Assignment: An exact copy of the data below is required; return it in full.

+++ Dataset records +++

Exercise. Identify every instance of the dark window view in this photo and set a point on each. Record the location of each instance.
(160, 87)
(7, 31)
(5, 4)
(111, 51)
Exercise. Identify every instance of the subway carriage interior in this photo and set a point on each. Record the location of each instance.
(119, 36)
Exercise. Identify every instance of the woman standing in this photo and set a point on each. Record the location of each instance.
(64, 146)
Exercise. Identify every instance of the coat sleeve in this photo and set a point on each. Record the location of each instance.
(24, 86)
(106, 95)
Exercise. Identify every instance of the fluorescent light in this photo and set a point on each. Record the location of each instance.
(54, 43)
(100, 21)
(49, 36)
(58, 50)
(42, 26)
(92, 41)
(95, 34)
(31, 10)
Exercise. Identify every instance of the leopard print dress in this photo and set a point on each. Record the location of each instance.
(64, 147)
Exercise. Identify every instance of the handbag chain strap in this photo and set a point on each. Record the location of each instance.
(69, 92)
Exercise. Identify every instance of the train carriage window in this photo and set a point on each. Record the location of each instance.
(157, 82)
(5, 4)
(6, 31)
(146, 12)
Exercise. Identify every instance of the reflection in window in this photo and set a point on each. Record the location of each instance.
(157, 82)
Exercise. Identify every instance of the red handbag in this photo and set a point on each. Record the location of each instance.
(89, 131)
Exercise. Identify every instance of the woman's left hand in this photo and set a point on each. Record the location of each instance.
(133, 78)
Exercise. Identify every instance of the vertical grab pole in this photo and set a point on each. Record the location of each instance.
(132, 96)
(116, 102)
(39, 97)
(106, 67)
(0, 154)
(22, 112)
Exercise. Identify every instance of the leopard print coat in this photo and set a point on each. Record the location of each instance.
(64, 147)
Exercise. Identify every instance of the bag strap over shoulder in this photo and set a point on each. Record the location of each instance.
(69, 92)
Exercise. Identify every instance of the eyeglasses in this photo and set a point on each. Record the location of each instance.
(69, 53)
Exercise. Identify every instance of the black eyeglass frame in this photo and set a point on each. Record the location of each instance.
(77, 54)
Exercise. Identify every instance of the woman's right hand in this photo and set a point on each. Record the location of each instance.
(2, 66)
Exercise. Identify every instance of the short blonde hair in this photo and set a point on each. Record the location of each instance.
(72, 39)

+++

Exercise answer:
Exercise. Identify every instance of the dark window view in this photo and set a point on each. Record the location of each instance.
(160, 87)
(7, 31)
(5, 4)
(111, 51)
Exercise. Identify every instance of the subway carriage interior in this photo and set a point on each. Record the location of each instance.
(119, 36)
Exercise. Identify every instance of the woman standing in this photo and set a point on each. Record the location of each instance.
(64, 146)
Exercise. Identify every instance of the coat sleeve in this photo and set a point on each. Record the location of each instance.
(24, 86)
(106, 95)
Exercise. Identify every instance of the fluorescent light in this photo and set a point on each. Record the location of each instance.
(54, 43)
(100, 21)
(49, 36)
(58, 50)
(42, 26)
(92, 41)
(95, 34)
(31, 10)
Exercise. Identify every instance of the leopard print dress in this photo and set a point on each. Record the location of each instance.
(64, 147)
Exercise. Identify every instance of the handbag chain strap in this photo and set a point on each. Record the location of each instance.
(69, 92)
Exercise. Identify every instance of the train carriage window in this photo and set a point on each. Record the location of each instance.
(157, 82)
(5, 4)
(6, 31)
(146, 12)
Exercise. Identify every instance of the reflection in window in this photo and set a point on each. Record the location of each instance.
(157, 82)
Exercise. Identify every instance of the red handbag in this photo and set a point on each. Record the location of each instance.
(89, 131)
Exercise. Identify every instance of the woman's left hand in this photo and set a point on each. Record the location of each instance.
(133, 78)
Exercise. Identify every instance of the vertical grab pole in this photo and set a point on each. Record the location of each instance.
(132, 96)
(116, 102)
(39, 97)
(106, 67)
(0, 154)
(22, 112)
Exercise. Identify every instance of the leopard print coat in this photo and set a point on each. Record the location of each instance.
(64, 147)
Exercise. Identify every instance of the bag strap over shoulder in this photo and set a point on each. Record the location of each instance.
(69, 92)
Exercise. Identify every instance of the eyeglasses in this photo and set a point on each. Record the location of each instance.
(69, 53)
Exercise. Identify every instance of the black eyeglass frame in this photo and set a point on each. Record the location of each instance.
(77, 54)
Exercise. Identify every instance of the woman's right hand in this photo and set a point on each. Record the location of each instance.
(2, 66)
Exercise. Identify every instance of the short blonde hair in this photo and set a point on each. Record the location of each instance.
(72, 39)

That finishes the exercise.